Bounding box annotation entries
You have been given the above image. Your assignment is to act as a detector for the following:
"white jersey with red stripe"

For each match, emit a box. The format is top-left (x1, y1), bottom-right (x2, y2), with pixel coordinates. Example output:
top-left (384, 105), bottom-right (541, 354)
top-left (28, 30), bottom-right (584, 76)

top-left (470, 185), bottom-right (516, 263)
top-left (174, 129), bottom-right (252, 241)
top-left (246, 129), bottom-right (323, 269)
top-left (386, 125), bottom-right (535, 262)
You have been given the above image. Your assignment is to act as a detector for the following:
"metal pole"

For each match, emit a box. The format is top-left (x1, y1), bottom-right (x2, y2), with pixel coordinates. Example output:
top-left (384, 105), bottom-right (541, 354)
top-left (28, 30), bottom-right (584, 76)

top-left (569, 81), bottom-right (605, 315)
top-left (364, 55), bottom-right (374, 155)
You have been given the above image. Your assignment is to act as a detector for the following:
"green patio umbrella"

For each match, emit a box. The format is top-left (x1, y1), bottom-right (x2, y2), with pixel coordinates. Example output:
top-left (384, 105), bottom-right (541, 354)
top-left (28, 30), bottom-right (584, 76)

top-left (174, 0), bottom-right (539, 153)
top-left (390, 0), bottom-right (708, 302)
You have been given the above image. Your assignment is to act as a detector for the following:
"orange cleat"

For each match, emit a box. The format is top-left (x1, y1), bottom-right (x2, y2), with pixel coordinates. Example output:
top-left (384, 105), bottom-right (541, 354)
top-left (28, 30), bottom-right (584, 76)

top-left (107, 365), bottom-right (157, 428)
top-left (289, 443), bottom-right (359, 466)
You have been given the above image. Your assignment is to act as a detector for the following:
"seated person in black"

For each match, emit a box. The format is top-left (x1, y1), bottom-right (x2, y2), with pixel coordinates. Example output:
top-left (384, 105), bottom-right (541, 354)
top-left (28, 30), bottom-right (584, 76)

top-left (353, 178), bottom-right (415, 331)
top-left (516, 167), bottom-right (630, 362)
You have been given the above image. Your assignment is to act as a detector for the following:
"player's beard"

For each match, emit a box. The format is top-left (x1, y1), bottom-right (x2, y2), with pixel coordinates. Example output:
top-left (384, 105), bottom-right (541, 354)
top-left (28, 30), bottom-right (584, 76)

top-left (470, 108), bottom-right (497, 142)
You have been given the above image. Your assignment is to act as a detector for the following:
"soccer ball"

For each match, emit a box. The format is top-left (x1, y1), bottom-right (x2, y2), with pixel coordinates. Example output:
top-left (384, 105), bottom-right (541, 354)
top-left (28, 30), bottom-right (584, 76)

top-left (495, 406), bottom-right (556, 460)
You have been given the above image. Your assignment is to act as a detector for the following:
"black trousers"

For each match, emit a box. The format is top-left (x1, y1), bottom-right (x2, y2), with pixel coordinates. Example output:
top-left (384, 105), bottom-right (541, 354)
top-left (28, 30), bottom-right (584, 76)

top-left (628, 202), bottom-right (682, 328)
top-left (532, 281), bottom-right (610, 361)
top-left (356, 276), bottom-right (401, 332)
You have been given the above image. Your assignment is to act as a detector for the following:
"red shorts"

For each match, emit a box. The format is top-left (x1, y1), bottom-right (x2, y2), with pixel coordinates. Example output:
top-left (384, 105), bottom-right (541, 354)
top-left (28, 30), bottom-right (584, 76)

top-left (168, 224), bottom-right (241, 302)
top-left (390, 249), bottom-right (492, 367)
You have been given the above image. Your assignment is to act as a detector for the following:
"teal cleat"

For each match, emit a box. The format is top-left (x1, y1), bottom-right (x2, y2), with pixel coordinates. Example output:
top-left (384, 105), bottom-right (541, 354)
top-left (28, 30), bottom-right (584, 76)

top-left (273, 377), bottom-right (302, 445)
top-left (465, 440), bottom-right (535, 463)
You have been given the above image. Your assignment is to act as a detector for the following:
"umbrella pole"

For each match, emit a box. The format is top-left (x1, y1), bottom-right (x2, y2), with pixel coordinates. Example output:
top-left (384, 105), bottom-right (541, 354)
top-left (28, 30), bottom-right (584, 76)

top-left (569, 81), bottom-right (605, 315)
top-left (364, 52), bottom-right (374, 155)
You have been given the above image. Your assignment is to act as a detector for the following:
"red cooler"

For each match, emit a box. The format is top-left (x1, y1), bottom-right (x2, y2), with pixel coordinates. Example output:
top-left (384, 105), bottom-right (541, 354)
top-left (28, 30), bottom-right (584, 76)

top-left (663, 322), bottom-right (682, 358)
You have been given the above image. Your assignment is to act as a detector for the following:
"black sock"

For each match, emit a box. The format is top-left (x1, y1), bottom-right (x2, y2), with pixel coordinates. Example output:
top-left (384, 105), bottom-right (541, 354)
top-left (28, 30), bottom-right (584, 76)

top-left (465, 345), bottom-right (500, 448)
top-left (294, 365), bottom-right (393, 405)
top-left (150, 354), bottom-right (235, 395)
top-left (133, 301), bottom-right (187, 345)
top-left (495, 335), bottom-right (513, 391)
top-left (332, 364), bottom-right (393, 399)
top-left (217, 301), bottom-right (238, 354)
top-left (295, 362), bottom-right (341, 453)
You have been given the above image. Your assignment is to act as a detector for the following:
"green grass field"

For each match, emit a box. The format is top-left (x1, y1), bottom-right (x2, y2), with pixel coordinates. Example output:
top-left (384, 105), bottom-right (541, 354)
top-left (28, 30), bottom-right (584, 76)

**Challenge**
Please print every row above again, word for word and without any changes.

**The completed task**
You have been given the above image. Your assignment is to act as a detector for the following:
"white jersey with red stripe"

For each match, emit a box. The format is top-left (x1, y1), bottom-right (x2, y2), with pixel coordinates. Example output:
top-left (384, 105), bottom-right (541, 354)
top-left (28, 30), bottom-right (584, 76)

top-left (470, 185), bottom-right (516, 263)
top-left (174, 129), bottom-right (252, 241)
top-left (246, 129), bottom-right (323, 269)
top-left (386, 125), bottom-right (535, 262)
You have been given the above image. Your assignment is to act as a detector for the following:
"metal pole"

For each match, emit a box. The format is top-left (x1, y1), bottom-right (x2, y2), with pixel coordinates. Example output:
top-left (384, 105), bottom-right (541, 354)
top-left (28, 30), bottom-right (584, 76)

top-left (569, 81), bottom-right (605, 315)
top-left (364, 55), bottom-right (374, 155)
You have been given the above image. Your assignment is to act as a detector for the following:
"green patio umbrella"

For each match, emit a box. The format is top-left (x1, y1), bottom-right (x2, y2), with pixel coordinates. Example output:
top-left (384, 105), bottom-right (541, 354)
top-left (28, 30), bottom-right (584, 76)

top-left (174, 0), bottom-right (539, 153)
top-left (390, 0), bottom-right (708, 302)
You have been given the above image. Your assignment is to act as a detector for the following:
"orange cleat"

For each match, emit a box. The format is top-left (x1, y1), bottom-right (x2, y2), with pixel coordinates. Example output:
top-left (384, 105), bottom-right (541, 354)
top-left (28, 30), bottom-right (584, 76)

top-left (107, 365), bottom-right (157, 428)
top-left (289, 443), bottom-right (359, 466)
You have been given the above image. Your assignment is to act as a detector for the following:
"seated person in black"

For each match, emit a box. The format is top-left (x1, y1), bottom-right (x2, y2), with pixel coordinates. Example output:
top-left (384, 105), bottom-right (541, 354)
top-left (28, 30), bottom-right (584, 76)

top-left (353, 178), bottom-right (415, 331)
top-left (516, 167), bottom-right (630, 362)
You have been given the above image. Your assignment is to act as a detector for the following:
"player's beard"

For each match, emit a box. The format is top-left (x1, y1), bottom-right (x2, y2), with pixel coordinates. Example output:
top-left (384, 105), bottom-right (541, 354)
top-left (28, 30), bottom-right (584, 76)

top-left (470, 108), bottom-right (497, 142)
You have been given the above image. Your assignment is to act as a detector for the following:
"soccer ball"

For each match, emit a box. The format is top-left (x1, y1), bottom-right (x2, y2), with pixel coordinates. Example output:
top-left (384, 105), bottom-right (541, 354)
top-left (28, 30), bottom-right (584, 76)

top-left (495, 406), bottom-right (556, 460)
You have been given the above image. Your assignment is to act as a detector for the following:
"black trousers"

For each match, emit a box. The format is top-left (x1, y1), bottom-right (x2, y2), with pixel coordinates. Example output:
top-left (384, 105), bottom-right (541, 354)
top-left (28, 30), bottom-right (584, 76)

top-left (628, 202), bottom-right (682, 328)
top-left (532, 281), bottom-right (610, 361)
top-left (356, 276), bottom-right (401, 332)
You have been given the above image. Your assignment is to act as a detector for the following:
"red shorts"

For each match, emit a box. The format is top-left (x1, y1), bottom-right (x2, y2), with pixel coordinates. Example output:
top-left (384, 105), bottom-right (541, 354)
top-left (28, 30), bottom-right (584, 76)

top-left (168, 224), bottom-right (241, 302)
top-left (390, 249), bottom-right (492, 367)
You have been given the above image. Your assignment is to act as a detector for the following:
"teal cleat"

For each match, emit a box. The format is top-left (x1, y1), bottom-right (x2, y2), with pixel coordinates. Example output:
top-left (384, 105), bottom-right (541, 354)
top-left (28, 30), bottom-right (584, 76)

top-left (273, 377), bottom-right (302, 445)
top-left (465, 440), bottom-right (535, 463)
You have been given the above image. Your assignment is to act as a detector for the following:
"umbrella pole"

For each match, emit a box. The format is top-left (x1, y1), bottom-right (x2, y2), with pixel coordinates. Example output:
top-left (384, 105), bottom-right (541, 354)
top-left (28, 30), bottom-right (584, 76)

top-left (569, 81), bottom-right (605, 315)
top-left (364, 52), bottom-right (374, 155)
You have been given the above image. Your assignment is to act as a detector for the following:
"red cooler"

For each match, emit a box. The format is top-left (x1, y1), bottom-right (x2, y2), with pixel coordinates. Example output:
top-left (384, 105), bottom-right (541, 354)
top-left (28, 30), bottom-right (584, 76)

top-left (663, 322), bottom-right (682, 358)
You have been given the above image. Your assignment is to act as a detector for the following:
"black sock"

For each match, emit a box. The format is top-left (x1, y1), bottom-right (x2, y2), with pixel coordinates. Example output:
top-left (384, 105), bottom-right (541, 354)
top-left (28, 30), bottom-right (584, 76)

top-left (465, 345), bottom-right (500, 448)
top-left (294, 365), bottom-right (393, 405)
top-left (150, 354), bottom-right (235, 395)
top-left (133, 301), bottom-right (187, 345)
top-left (495, 335), bottom-right (513, 391)
top-left (332, 364), bottom-right (393, 399)
top-left (217, 301), bottom-right (238, 354)
top-left (295, 362), bottom-right (341, 453)
You have been given the above image. Your assignment is to act as a detector for the following:
"green grass field"

For each match, emit a box. The format is top-left (x1, y1), bottom-right (x2, y2), with pixel coordinates. Example output:
top-left (384, 105), bottom-right (541, 354)
top-left (28, 30), bottom-right (584, 76)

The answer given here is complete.